Utah Department of Transportation began installing these barriers in 2003 and now has them along 300 miles of highway, primarily on sections on I-15 and I-80.
“The cable barriers absorb the force of the crash,” UDOT spokesperson John Gleason said Friday. “They act as a net to catch the vehicles before they go into oncoming traffic.”
Utah Highway Patrol Lt. Todd Royce said troopers have responded to many accidents where vehicles have hit these cable barriers.
“We've seen them catch large SUVs, semis, small cars, just about anything,” he said.
According to UDOT statistics, crashes where a vehicle has crossed over the median are seven times more likely to result in a fatality.
About 5:40 a.m. Friday, 50-year old Kevin R. Miller, of Payson, died when his pickup truck apparently hit some black ice in the northbound lane of I-15 in Spanish Fork. The vehicle rolled over the top of the cable barrier at mile marker 253 and ended up on the northbound lanes, and was then struck by a semi.
Studies conducted by the Federal Highway Administration have shown that these cable barriers have been very effective in reducing the number crash fatalities and serious injuries across the nation.

DESCRIPTION OF THE TASK: Write the next few sentences of the passage about Utah's highway cable barriers, starting right after its final sentence.

SUPPLIED DATA:
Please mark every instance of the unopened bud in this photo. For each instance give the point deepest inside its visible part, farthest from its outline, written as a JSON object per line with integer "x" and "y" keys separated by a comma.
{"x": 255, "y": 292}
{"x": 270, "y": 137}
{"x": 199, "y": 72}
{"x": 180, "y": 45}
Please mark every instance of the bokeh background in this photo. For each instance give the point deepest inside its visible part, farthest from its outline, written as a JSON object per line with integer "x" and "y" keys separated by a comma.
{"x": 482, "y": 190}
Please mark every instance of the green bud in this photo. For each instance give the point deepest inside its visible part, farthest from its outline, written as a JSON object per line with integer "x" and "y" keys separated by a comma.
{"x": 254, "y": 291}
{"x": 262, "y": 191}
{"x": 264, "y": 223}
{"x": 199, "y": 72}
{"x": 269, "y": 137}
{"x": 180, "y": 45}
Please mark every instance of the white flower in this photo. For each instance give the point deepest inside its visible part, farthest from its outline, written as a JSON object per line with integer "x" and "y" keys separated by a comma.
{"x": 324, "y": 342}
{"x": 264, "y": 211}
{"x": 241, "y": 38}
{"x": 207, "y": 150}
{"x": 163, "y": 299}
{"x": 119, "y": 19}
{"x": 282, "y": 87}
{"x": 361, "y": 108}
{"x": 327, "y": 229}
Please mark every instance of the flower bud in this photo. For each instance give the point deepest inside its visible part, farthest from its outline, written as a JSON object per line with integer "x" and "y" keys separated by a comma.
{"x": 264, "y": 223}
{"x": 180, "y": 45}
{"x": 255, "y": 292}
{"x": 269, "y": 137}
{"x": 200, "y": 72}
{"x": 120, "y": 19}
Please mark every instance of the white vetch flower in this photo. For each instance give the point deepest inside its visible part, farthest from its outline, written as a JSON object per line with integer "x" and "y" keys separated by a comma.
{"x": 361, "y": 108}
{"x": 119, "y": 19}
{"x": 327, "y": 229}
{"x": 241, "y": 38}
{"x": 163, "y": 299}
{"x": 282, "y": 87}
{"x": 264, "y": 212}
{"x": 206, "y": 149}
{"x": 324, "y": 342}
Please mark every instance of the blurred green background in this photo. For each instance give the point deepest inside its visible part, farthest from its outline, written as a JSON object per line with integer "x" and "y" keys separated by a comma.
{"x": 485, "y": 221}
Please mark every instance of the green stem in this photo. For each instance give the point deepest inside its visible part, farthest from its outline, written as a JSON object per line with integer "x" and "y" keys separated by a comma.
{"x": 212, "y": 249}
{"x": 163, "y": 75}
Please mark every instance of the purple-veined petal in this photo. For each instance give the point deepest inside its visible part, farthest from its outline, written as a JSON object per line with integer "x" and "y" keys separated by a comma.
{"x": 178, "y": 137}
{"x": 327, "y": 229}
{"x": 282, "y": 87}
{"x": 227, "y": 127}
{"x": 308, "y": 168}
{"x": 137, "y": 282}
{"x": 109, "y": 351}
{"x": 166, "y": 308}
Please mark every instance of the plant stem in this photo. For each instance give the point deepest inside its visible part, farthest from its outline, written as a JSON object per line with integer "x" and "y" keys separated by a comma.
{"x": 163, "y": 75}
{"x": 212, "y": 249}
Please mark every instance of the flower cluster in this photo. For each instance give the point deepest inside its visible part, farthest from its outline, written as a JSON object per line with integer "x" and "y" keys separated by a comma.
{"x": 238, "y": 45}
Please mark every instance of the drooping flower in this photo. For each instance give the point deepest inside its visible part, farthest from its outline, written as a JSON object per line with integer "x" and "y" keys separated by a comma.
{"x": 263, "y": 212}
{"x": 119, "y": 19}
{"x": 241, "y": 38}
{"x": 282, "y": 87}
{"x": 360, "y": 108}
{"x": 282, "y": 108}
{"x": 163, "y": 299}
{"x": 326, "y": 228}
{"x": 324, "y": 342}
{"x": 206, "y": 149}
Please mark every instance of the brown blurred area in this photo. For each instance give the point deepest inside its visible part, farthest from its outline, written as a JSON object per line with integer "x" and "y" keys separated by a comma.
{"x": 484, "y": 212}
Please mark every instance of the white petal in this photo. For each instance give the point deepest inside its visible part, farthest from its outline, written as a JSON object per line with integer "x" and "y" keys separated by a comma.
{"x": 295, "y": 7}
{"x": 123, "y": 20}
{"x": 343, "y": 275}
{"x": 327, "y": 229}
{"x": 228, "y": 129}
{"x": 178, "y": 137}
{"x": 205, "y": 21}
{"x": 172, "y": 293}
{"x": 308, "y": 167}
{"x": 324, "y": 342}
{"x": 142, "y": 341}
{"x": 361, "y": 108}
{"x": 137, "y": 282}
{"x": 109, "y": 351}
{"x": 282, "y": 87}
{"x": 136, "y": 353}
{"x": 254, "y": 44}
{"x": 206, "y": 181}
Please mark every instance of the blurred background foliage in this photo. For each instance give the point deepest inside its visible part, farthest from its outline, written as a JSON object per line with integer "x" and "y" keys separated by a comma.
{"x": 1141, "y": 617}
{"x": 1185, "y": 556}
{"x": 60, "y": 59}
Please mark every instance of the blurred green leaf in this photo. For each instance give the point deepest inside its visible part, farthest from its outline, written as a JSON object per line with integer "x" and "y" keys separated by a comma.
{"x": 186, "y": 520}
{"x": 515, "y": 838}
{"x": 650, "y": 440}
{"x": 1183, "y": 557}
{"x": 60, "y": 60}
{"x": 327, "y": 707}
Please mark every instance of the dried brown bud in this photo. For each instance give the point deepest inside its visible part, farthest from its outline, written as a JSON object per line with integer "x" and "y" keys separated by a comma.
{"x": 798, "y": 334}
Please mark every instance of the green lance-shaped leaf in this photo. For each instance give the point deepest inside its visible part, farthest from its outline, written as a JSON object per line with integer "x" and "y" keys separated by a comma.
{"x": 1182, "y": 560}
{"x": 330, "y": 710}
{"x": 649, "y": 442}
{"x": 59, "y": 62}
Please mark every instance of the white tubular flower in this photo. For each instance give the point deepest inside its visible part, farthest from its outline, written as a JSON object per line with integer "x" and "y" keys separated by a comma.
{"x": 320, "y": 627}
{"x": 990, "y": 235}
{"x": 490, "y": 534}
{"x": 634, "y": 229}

THE RESPONSE:
Gleason said in Utah, the results are positive as well.
“It’s not 100 percent effective, but it is effective in areas where we have put in these cable barriers,” he said. “We’ve seen about a 95 percent crash reduction from those vehicles going across the road.”
Royce said he has responded to many accidents in Utah before the barriers began to be installed 15 years ago. He said they definitely have made a difference.
“Just with the time I spent down in Utah County and working throughout the state, they definitely have saved lives,” Royce said.
As UDOT continues to rebuild and make improvements on roads across the state more center median barriers — both concrete and cable — will be built.
“This has been a very effective way to prevent those crossover crashes so it is a method that we would use in the future, “ Gleason said.